▶ [Problem statement]:
Please determine how many lines of the material include the word "track", and respond with nothing but that number.

-----

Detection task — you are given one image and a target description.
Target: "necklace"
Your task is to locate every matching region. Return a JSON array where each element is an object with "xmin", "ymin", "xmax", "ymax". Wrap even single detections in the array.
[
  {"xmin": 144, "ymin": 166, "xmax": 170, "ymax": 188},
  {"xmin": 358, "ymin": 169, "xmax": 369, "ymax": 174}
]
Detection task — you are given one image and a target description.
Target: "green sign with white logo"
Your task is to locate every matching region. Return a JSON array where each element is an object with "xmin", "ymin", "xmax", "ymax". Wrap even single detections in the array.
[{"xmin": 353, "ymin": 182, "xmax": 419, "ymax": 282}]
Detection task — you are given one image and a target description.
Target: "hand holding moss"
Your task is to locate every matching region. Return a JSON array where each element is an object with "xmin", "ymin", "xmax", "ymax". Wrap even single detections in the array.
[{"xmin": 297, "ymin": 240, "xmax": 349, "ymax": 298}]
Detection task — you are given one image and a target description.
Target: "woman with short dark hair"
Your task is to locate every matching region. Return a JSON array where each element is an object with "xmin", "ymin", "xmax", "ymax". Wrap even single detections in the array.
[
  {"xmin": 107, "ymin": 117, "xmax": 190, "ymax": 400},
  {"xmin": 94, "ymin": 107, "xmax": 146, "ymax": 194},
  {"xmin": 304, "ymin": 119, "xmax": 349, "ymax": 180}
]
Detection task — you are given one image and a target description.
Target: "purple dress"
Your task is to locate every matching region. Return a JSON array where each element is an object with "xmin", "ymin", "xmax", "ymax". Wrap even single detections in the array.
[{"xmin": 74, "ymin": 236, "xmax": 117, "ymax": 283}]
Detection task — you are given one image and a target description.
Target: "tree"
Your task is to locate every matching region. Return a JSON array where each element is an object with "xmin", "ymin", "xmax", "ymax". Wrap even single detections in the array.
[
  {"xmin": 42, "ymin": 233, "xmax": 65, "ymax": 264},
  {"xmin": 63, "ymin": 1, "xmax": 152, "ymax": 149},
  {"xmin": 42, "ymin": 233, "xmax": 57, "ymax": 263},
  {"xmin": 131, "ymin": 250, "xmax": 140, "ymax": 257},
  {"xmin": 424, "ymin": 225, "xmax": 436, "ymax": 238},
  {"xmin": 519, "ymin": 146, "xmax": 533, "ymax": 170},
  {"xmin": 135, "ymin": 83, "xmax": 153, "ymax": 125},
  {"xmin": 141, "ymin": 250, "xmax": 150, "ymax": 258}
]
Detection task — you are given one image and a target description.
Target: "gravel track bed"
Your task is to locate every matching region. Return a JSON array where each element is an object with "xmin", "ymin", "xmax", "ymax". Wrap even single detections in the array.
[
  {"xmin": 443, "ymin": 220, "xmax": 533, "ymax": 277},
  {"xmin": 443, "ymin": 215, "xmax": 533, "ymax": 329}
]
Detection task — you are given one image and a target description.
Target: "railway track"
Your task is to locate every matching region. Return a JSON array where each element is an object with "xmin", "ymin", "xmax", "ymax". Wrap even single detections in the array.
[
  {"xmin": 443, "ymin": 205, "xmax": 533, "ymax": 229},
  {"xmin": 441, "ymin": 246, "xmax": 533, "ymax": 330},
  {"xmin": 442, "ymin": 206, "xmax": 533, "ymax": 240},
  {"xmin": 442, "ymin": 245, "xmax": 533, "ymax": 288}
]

-----

▶ [Exercise response]:
2